(What this task involves) Everything from the line containing "Task: indicate the mist" through the final line of the records must be transcribed verbatim; nothing else belongs in the result.

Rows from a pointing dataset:
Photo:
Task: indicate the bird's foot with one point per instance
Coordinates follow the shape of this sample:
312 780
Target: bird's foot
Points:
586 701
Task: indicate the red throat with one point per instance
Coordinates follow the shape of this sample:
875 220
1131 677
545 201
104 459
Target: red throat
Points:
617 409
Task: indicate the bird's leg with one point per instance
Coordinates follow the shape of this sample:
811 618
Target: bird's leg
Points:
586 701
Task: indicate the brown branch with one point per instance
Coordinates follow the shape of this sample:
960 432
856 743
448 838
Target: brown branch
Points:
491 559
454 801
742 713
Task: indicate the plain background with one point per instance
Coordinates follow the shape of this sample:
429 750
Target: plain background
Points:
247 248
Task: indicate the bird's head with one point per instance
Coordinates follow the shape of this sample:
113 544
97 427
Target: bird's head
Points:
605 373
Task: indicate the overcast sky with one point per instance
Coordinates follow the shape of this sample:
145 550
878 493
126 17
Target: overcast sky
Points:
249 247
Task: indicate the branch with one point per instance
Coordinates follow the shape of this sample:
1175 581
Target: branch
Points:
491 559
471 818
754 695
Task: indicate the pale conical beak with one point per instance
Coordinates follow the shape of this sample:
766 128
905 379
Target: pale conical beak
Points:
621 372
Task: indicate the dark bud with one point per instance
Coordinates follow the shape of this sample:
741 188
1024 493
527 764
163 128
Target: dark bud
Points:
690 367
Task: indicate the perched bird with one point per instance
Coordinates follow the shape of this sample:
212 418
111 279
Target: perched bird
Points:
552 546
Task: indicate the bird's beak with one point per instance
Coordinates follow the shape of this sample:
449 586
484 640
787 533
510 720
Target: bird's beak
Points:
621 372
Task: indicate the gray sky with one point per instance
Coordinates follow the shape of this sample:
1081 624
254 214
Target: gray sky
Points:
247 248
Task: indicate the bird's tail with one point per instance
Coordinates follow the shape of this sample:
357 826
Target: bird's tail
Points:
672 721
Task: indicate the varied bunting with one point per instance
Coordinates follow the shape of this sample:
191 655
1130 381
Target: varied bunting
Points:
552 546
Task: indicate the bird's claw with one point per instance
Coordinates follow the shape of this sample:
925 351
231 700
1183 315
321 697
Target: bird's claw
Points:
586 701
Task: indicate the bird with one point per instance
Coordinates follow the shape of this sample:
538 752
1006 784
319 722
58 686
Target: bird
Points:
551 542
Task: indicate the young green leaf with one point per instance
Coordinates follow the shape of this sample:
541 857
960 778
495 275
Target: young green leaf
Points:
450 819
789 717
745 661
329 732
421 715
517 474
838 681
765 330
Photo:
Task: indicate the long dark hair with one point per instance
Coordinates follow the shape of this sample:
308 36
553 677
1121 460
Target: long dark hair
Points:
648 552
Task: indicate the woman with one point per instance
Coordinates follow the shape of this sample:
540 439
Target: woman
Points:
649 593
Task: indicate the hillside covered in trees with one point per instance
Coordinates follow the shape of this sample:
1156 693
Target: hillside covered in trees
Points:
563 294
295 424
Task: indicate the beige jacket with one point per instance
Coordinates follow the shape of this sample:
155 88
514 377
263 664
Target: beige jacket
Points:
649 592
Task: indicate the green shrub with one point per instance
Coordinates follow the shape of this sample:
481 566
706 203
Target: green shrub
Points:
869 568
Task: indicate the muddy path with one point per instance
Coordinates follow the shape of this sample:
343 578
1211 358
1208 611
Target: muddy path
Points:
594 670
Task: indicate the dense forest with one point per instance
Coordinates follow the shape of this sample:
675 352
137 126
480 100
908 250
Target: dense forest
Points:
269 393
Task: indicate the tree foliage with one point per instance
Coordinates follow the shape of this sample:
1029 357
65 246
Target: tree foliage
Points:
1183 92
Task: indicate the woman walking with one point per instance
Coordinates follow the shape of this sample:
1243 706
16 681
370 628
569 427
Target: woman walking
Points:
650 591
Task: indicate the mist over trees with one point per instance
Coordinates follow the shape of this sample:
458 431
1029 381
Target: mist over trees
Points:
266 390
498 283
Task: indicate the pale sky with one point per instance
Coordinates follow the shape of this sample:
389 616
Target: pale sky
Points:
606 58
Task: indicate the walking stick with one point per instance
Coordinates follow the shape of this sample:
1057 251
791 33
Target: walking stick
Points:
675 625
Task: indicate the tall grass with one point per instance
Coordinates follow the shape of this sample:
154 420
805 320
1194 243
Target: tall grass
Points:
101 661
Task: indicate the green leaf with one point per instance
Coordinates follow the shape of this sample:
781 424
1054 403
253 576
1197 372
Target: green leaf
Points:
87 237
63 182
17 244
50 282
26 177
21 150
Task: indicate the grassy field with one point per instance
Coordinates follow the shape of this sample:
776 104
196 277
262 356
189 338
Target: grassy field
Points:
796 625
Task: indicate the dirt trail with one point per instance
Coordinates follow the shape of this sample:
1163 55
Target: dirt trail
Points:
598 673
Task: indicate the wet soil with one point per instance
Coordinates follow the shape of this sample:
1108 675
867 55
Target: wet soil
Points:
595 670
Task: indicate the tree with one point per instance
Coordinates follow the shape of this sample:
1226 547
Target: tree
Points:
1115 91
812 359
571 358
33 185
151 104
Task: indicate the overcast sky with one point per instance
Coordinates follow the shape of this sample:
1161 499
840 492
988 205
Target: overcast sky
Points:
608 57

(Expected answer)
Task: indicate the mist over trees with one point per instance
Coordinates follow the shape of this sample:
458 431
1029 381
Target: mist over trees
Points:
266 390
498 283
Task: indicate the pale sky with one point per instance
Coordinates follow the shape of this sample:
389 616
Target: pale sky
Points:
606 58
Task: indicate the walking stick with one point per instance
Coordinates follow the shape of this sample:
1057 251
791 33
Target: walking stick
Points:
675 625
Task: indicate the tall grass with one point per instance
Coordinates follow the shape of this sample:
154 420
805 320
1194 243
Target: tall grass
Points:
101 661
Task: indicate the green leaf with one point per instance
Coordinates follow the shape of this sample:
781 424
1054 403
253 576
1197 372
Target: green leaf
Points:
87 237
63 182
17 244
50 282
26 177
21 150
Task: indicate the grassy field with one point per instance
Coordinates follow the shape of this sample:
776 104
196 277
262 356
189 338
Target: grassy field
Points:
796 625
Task: indicate the dirt trail with one point per instance
Coordinates follow the shape of this sample:
1163 55
Target: dirt trail
Points:
598 673
Task: indicate the wet soil with one point per instance
Coordinates follow the shape of this sample:
1108 675
867 55
Target: wet soil
Points:
595 670
Task: indicate the tree with one point per instance
Coordinates follow the shape of this sample:
1226 547
Target: tree
Points:
1115 91
812 359
571 358
33 185
151 104
Task: indicate the overcast sky with one point per instance
Coordinates follow the shape of this sample:
1161 499
840 492
988 205
Target: overcast sky
Points:
608 57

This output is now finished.